TASK STATEMENT = Within the data below, find the string "point" and return each line where it occurs.

------

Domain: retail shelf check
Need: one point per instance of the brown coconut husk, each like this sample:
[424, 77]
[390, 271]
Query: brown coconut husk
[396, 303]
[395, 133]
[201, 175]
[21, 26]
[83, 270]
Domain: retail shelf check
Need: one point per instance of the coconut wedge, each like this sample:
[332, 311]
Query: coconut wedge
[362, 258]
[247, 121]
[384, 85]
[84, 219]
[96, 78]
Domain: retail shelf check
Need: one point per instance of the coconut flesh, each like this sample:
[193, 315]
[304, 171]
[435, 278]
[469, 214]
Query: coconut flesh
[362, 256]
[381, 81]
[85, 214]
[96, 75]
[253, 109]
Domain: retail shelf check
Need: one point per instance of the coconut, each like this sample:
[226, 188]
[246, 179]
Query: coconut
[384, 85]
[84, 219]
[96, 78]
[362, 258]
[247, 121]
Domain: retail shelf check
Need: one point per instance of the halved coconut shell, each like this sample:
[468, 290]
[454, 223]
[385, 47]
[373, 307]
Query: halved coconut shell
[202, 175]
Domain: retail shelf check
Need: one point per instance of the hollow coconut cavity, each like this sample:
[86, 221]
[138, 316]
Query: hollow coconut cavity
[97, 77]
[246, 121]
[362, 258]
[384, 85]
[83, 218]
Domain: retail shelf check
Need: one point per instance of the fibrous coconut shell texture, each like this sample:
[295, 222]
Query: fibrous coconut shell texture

------

ANSWER TO THE EXERCISE =
Need: one point per instance of the brown coconut husk, each like this sample:
Need: one point per instance of the coconut wedge, each like this sample:
Need: one point per instance of the coconut flesh, each like this sample:
Need: one point per instance of the coconut, each like this sample:
Need: one point per instance of the halved coconut shell, each like this sample:
Need: one point per instance of the hollow coconut cavity, each like this sample:
Need: one point per instance of the fibrous coconut shell texture, each like this sample:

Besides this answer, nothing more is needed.